EXERCISE DESCRIPTION: Your copy should hold every record exactly and no images.

INFORMATION PROVIDED:

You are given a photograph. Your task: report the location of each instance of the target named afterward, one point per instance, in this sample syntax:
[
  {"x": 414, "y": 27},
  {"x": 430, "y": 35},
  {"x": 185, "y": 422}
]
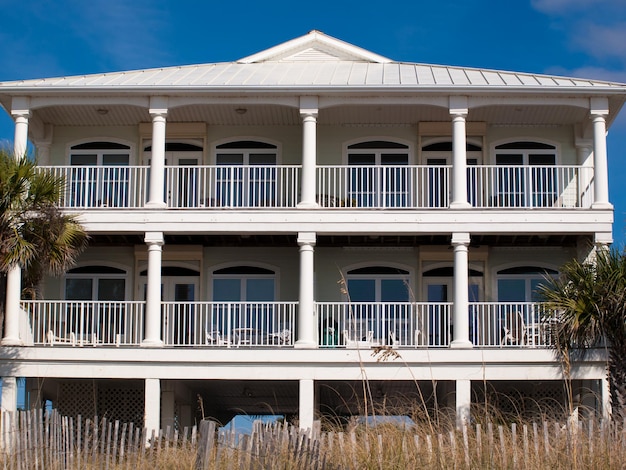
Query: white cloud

YOUR SOLUTION:
You are given a photograph. Your task: report the location of each instance of the target named afterward, one point per instance, in this sample syntax:
[
  {"x": 414, "y": 27},
  {"x": 430, "y": 35},
  {"x": 185, "y": 422}
]
Query: white cloud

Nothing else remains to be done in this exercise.